-- Problem statement --
Copy the records below word for word, beginning at their first line and ending after the line that contains "[1002, 202]", with that line included.
____________
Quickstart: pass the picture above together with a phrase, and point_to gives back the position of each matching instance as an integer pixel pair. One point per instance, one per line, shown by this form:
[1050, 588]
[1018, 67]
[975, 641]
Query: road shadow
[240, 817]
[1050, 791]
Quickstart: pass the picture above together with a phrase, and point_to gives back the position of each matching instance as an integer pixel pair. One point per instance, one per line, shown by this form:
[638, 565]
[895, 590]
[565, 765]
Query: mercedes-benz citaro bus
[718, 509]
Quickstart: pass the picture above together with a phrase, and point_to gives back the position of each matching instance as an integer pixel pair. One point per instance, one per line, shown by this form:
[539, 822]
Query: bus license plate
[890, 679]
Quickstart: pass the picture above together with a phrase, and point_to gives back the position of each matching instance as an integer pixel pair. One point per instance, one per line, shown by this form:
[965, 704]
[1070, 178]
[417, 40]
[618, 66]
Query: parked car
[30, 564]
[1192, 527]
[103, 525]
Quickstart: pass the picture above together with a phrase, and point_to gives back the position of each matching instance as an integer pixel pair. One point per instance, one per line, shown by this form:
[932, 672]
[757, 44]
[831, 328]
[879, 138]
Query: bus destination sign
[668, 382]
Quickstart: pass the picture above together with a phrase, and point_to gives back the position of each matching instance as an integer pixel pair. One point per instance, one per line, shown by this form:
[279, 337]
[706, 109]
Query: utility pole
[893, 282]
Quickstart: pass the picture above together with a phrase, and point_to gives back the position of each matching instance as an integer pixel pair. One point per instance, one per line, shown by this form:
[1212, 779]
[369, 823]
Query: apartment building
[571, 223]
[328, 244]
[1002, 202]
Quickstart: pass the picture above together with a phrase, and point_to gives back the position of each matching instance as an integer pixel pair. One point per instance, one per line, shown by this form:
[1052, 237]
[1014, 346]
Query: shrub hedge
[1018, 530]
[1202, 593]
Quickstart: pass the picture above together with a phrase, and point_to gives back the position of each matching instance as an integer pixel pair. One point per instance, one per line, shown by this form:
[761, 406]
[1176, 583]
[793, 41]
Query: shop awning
____________
-- Result for this task --
Quickstart: pass the picture above together with a phrase, and point_to gives back the position of each matching instance as an integer pixel pair. One point per instance, one per line, shown by this form:
[1050, 588]
[1018, 67]
[975, 641]
Query: road shadow
[240, 817]
[1050, 791]
Quickstart: pass the picture above together with a phrase, and point_to gives back the position of each matching instance as an integer pixel pair. One point per instance, one per line, shown by this form:
[638, 565]
[895, 590]
[565, 765]
Query: mercedes-benz citaro bus
[718, 509]
Quickstart: pass the picture above together with a phrase, and point_to gives back the position of each matching instance as an integer pixel pair. One point per instance, one per line, shown by this form:
[539, 822]
Query: bus license plate
[890, 679]
Quickstart: pass the picture above together with a phrase, and point_to gives back the position of each matching instance as an integer pixel pair. One point per instance, one per line, shown by this form:
[965, 704]
[1070, 178]
[417, 40]
[618, 66]
Query: parked car
[30, 564]
[1192, 527]
[103, 525]
Quickstart: pass the picture above together with a phrase, and point_to gives back the position of each matching instance as an integer pixel pair. One point per instance, one per line, shown by this form:
[932, 672]
[757, 44]
[831, 328]
[879, 138]
Query: bus destination sign
[668, 382]
Quickstart: pass the picture above together with a phrase, and point_to gives back the position of each matching instance as an integer pixel pair. One point per instance, one per line, shown by this form:
[279, 337]
[706, 109]
Query: utility pole
[893, 282]
Quickstart: pass the picture above together with a phrase, and point_to gives back the position of each matching instance as an integer pixel pair. One point per instance, one per line, shown by this form:
[1212, 779]
[369, 823]
Query: apartment building
[571, 223]
[328, 244]
[1002, 202]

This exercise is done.